What is required →
Could you print these records back line for line, leaving out the pictures?

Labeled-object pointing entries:
━━━━━━━━━━━━━━━━━━━━━━━━━━━━━━

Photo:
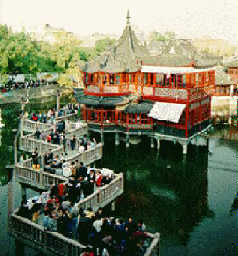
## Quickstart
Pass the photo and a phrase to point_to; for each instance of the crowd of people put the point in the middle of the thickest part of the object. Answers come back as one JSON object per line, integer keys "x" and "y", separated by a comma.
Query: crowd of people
{"x": 12, "y": 85}
{"x": 58, "y": 211}
{"x": 50, "y": 115}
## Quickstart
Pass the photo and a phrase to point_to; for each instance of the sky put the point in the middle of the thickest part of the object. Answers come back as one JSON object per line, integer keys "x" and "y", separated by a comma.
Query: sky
{"x": 188, "y": 18}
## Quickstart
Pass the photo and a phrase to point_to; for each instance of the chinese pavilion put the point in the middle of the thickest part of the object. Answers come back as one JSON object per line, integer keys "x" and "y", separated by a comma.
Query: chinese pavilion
{"x": 124, "y": 95}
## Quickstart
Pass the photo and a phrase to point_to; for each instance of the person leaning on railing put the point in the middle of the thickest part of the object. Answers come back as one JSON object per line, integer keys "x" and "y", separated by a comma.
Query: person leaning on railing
{"x": 35, "y": 163}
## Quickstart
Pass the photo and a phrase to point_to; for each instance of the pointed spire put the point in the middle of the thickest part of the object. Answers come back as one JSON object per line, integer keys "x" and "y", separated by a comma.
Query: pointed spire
{"x": 128, "y": 18}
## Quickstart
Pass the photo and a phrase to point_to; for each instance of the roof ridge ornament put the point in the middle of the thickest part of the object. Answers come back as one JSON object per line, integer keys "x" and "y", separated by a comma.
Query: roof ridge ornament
{"x": 128, "y": 18}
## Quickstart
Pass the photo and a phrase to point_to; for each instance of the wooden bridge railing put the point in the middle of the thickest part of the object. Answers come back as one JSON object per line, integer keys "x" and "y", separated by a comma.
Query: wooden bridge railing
{"x": 53, "y": 242}
{"x": 31, "y": 126}
{"x": 77, "y": 129}
{"x": 36, "y": 178}
{"x": 104, "y": 195}
{"x": 28, "y": 232}
{"x": 42, "y": 180}
{"x": 29, "y": 144}
{"x": 154, "y": 248}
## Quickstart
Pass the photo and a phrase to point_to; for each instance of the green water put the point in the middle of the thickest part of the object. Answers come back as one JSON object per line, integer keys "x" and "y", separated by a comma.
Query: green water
{"x": 188, "y": 202}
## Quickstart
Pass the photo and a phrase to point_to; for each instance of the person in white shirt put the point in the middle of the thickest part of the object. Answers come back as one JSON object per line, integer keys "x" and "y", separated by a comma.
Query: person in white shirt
{"x": 67, "y": 172}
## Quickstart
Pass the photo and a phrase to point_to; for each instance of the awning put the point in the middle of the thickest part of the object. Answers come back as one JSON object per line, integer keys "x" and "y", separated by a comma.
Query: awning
{"x": 142, "y": 108}
{"x": 173, "y": 70}
{"x": 167, "y": 111}
{"x": 98, "y": 101}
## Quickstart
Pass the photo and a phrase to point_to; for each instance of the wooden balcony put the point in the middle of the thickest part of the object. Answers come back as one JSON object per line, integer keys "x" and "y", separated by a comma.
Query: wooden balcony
{"x": 121, "y": 89}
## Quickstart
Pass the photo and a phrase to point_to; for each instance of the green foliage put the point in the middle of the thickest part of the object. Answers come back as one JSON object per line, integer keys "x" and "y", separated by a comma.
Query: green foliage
{"x": 21, "y": 54}
{"x": 102, "y": 44}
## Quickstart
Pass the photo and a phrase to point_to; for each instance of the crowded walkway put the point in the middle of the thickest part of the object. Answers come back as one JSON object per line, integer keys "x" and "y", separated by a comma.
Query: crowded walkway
{"x": 58, "y": 210}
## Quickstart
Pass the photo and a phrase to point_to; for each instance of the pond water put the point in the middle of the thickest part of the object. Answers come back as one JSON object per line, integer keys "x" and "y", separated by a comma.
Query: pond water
{"x": 188, "y": 202}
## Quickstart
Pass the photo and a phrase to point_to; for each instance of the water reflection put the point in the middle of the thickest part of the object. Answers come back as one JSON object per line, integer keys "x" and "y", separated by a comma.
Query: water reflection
{"x": 234, "y": 205}
{"x": 168, "y": 193}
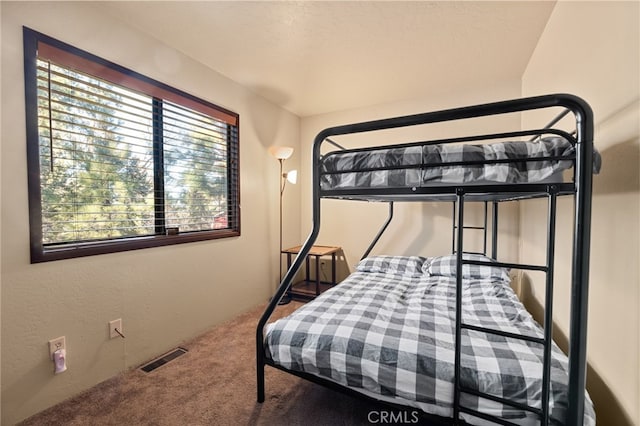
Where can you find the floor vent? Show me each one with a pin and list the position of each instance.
(163, 360)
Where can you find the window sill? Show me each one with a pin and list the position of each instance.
(70, 251)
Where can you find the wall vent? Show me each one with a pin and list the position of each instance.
(170, 356)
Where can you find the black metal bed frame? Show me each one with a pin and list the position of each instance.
(580, 188)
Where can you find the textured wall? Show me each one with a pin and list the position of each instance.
(592, 49)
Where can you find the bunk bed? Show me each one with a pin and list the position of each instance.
(446, 334)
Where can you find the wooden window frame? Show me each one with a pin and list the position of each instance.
(36, 44)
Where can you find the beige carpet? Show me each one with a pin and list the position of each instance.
(212, 384)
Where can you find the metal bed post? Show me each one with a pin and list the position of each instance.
(458, 344)
(494, 230)
(293, 270)
(580, 267)
(548, 298)
(382, 229)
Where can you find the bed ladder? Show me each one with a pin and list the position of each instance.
(546, 341)
(484, 228)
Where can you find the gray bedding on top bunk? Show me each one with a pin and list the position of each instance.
(409, 166)
(389, 329)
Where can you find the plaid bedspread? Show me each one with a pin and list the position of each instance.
(391, 332)
(422, 165)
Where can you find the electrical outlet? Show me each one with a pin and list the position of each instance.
(55, 344)
(113, 325)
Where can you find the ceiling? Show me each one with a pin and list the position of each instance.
(314, 57)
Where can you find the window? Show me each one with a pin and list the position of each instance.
(118, 161)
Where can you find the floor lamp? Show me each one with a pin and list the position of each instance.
(281, 153)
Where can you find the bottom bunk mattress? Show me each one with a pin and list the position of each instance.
(388, 330)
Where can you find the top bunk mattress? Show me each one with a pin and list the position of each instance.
(540, 161)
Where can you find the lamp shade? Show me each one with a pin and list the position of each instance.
(292, 176)
(281, 152)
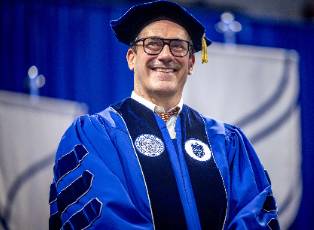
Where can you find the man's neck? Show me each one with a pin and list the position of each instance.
(152, 102)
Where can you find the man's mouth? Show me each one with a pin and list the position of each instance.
(163, 70)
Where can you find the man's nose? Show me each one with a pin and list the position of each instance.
(165, 53)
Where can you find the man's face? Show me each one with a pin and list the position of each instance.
(163, 75)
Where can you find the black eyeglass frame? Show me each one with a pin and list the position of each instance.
(165, 41)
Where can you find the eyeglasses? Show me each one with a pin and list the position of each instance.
(154, 46)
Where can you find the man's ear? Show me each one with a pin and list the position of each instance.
(130, 57)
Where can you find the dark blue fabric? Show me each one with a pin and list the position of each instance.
(69, 161)
(161, 183)
(74, 191)
(84, 217)
(55, 221)
(72, 45)
(53, 193)
(206, 179)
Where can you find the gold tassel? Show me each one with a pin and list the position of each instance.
(204, 50)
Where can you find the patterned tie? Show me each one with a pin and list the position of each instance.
(166, 115)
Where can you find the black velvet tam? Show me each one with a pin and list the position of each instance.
(127, 27)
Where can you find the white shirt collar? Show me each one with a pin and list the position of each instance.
(150, 105)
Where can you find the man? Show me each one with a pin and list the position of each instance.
(133, 166)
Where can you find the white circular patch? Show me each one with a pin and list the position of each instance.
(197, 150)
(149, 145)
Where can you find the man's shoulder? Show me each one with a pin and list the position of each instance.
(216, 126)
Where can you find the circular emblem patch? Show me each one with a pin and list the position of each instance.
(197, 150)
(149, 145)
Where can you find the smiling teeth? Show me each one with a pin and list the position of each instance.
(164, 70)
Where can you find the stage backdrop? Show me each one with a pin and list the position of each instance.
(257, 89)
(30, 130)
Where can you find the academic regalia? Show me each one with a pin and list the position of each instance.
(119, 169)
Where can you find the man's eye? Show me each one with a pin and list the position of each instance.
(178, 46)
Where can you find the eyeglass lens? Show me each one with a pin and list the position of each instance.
(154, 46)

━━━━━━━━━━━━━━━━━━━━━━━━━━━━━━

Solution for this task →
Photo:
## Quickstart
Pass the photo and a phrase to point_to; for each instance of the crowd of people put the point in the middle of the thickest part of the object. Answers come back as one JSON object per line, integer keys "x" and "y", separated by a comma.
Query: crowd of people
{"x": 12, "y": 85}
{"x": 58, "y": 211}
{"x": 50, "y": 115}
## Quickstart
Pass the photo and a phrase to point_to; for each instance of the sky put the point in the middle of the thickest part of the object. Answers come back as one JSON object per line, integer keys "x" and "y", separated by a comma.
Query: sky
{"x": 188, "y": 18}
## Quickstart
Pass the photo and a phrase to point_to; for each instance of the chinese pavilion put the point in the middle of the thickest part of the object. Answers come back as one JSON object per line, integer keys "x" and "y", separated by a comma.
Query: chinese pavilion
{"x": 124, "y": 95}
## Quickstart
Pass the photo and a phrase to point_to; for each instance of the person leaning on railing put the point in the middle of the thickest part of the object. Answers come back as one JSON object per line, integer keys "x" and "y", separated by a comma.
Query: person leaning on railing
{"x": 35, "y": 163}
## Quickstart
Pass the photo and a phrase to point_to; for each instance of the pointed spire put the point in the middle of the thickest part of the object. Answers come back as one JSON object per line, integer keys "x" and "y", separated by a comma.
Query: pointed spire
{"x": 128, "y": 18}
## Quickstart
Pass the photo and a phrase to point_to; for each instance of the roof ridge ornament put the point in the middle of the thickest part of the object. Answers come back as one JSON object per line, integer keys "x" and "y", separated by a comma.
Query: roof ridge ornament
{"x": 128, "y": 18}
## Quickstart
Pass the photo and a phrase to point_to; for each instance of the wooden bridge railing put the point in the middle of the thickest part of the object. Answers come back as one JSON object per line, integer keys "x" and "y", separated by a comma.
Query: wooden bridge railing
{"x": 53, "y": 242}
{"x": 31, "y": 126}
{"x": 77, "y": 129}
{"x": 36, "y": 178}
{"x": 104, "y": 195}
{"x": 28, "y": 232}
{"x": 42, "y": 180}
{"x": 29, "y": 144}
{"x": 154, "y": 248}
## Quickstart
Pass the photo and a phrase to point_to; for each instance of the green water put the point in the middle of the thickest part of the object. Answers come back as one JSON object per line, integer keys "x" and "y", separated by a comma.
Query: green water
{"x": 188, "y": 202}
## Quickstart
Pass the photo and a phrase to point_to; for each instance of the person in white shirt put the point in the middle of the thickest part of the object. Answers come back as one JSON object per line, integer keys "x" and "y", separated by a comma.
Query: person in white shirt
{"x": 67, "y": 172}
## Quickstart
Pass the photo and a phrase to point_to; for each instance of the awning put the point in the middle of the thickest part of the object. Answers come back as one JSON object per line, integer keys "x" and "y", separated by a comma.
Query: awning
{"x": 142, "y": 108}
{"x": 173, "y": 70}
{"x": 167, "y": 111}
{"x": 98, "y": 101}
## Quickstart
Pass the photo and a phrase to point_to; for each instance of the wooden balcony put the point in the middle of the thickest part of the object. Answers come back as one JSON object per line, integer keys "x" and "y", separated by a comma.
Query: wooden balcony
{"x": 121, "y": 89}
## Quickstart
Pass the photo and a phrase to point_to; for each instance of the green foliage put the point in the middle of the thickest part of the object. Answers come back as one JSON object per line, integer keys "x" and "y", separated by a comma.
Query: green foliage
{"x": 21, "y": 54}
{"x": 102, "y": 44}
## Quickstart
Pass the photo and a phrase to point_to; for each instance of the crowded walkway put the point in the middle of the thickest part of the object. Answers come back as one JSON object per line, integer keys "x" and "y", separated by a comma.
Query: crowded walkway
{"x": 58, "y": 210}
## Quickstart
Pass the photo and a phrase to point_to; for each instance of the pond water put the point in the middle of the thickest part of the object. Answers come back as one JSON object per line, integer keys "x" and "y", separated by a comma.
Query: pond water
{"x": 188, "y": 202}
## Quickstart
Pass the photo and a phrase to point_to; for each instance of the water reflection put the point in the middle of the thickest part of the object. Answers come back as one JSON object per line, integer keys "x" and "y", separated by a comma.
Query: water reflection
{"x": 234, "y": 205}
{"x": 168, "y": 193}
Where can you find the floor vent? Show me each one with a pin and list the position of each instance.
(163, 360)
Where can you find the window sill? Show me each one with a pin and list the position of each instance.
(70, 251)
Where can you find the wall vent? Show me each one with a pin and list the position of each instance.
(170, 356)
Where can you find the black metal bed frame? Show me each one with a pin and list the position of each instance.
(580, 188)
Where can you find the textured wall? Show me each one with a pin and list the position of each instance.
(592, 49)
Where can you find the bunk bed? Show me each one with a pin and list the position of each instance.
(446, 334)
Where can you find the wooden window frame? Show me each one with a pin and list the position of each instance.
(36, 44)
Where can you find the beige carpet? Show me each one with a pin and list the position of each instance.
(212, 384)
Where can you find the metal bed post? Show me each one with a pin and list the position of each instance.
(458, 344)
(494, 230)
(293, 270)
(580, 267)
(548, 298)
(382, 229)
Where can you find the bed ladder? Show me each one with a pin and list the position of each instance.
(546, 341)
(484, 228)
Where can you find the gray bedding on top bunk? Show me each one with a pin and list the position of each instance.
(409, 166)
(389, 329)
Where can you find the plaid bedspread? Show me each one with a pin and list the position of each instance.
(391, 332)
(422, 165)
Where can you find the electrical outlet? Show me each one with a pin and list the position of each instance.
(55, 344)
(113, 325)
Where can you find the ceiling? Show me each one with a pin and list the position of each instance.
(314, 57)
Where can you find the window? Show me each one with a pin and list the position of each instance.
(118, 161)
Where can you find the floor lamp? Show me each one with a pin and list the position of each instance.
(281, 153)
Where can you find the bottom bunk mattress? Show me each one with a pin and list the position of each instance.
(388, 330)
Where can you find the top bunk mattress? Show me each one with a pin and list the position of each instance.
(540, 161)
Where can you find the lamp shade? Show me each one with a pin and list the position of each instance.
(292, 176)
(281, 152)
Where can you find the man's neck? Show me each one with a pin and list the position of each instance.
(152, 102)
Where can you find the man's mouth? Show me each one with a pin and list the position of each instance.
(163, 70)
Where can you find the man's nose? Show me each one with a pin and list the position of each instance.
(165, 53)
Where can you find the man's face? Show me each one with a pin and list the position of each instance.
(163, 75)
Where can you find the black eyeglass frame? Show me each one with a pin and list the position of each instance.
(165, 41)
Where can you find the eyeglasses? Show me each one with a pin and list the position of each instance.
(154, 46)
Where can you find the man's ear? Show me each one with a pin and list the position of each instance.
(130, 57)
Where can you find the dark blue fabric? Show me each one with a pin and list the position of each instance.
(69, 161)
(161, 183)
(74, 191)
(84, 217)
(55, 221)
(72, 45)
(53, 193)
(206, 179)
Where can you find the gold tassel? Show me each one with a pin and list the position of each instance.
(204, 50)
Where can you find the patterned tie? Show me each one with a pin and list the position of each instance.
(166, 115)
Where can you find the black velvet tam? Show me each one with a pin and list the position of each instance.
(127, 27)
Where can you find the white shirt collar? Show me each one with a pin and list the position of each instance.
(150, 105)
Where can you find the man? Show me each one with a pin and list the position of each instance.
(133, 166)
Where can you find the white circular patch? Show me each one with a pin and list the position of each instance.
(197, 150)
(149, 145)
Where can you find the man's shoulder? Show me each one with a pin and list the position of each instance.
(216, 126)
Where can you find the circular emblem patch? Show me each one with a pin and list the position of each instance.
(197, 150)
(149, 145)
Where can you find the smiling teeth? Show me each one with a pin and list the position of each instance.
(164, 70)
Where can you find the stage backdrop? Show me each one with a pin and list the position of each instance.
(257, 89)
(30, 130)
Where can you find the academic regalia? Show me each one with a pin and list the position of each instance.
(119, 169)
Where can you find the man's eye? Show me each one with a pin and list the position of each instance.
(178, 46)
Where can you find the eyeglass lens? Show me each one with a pin and list the position of each instance.
(154, 46)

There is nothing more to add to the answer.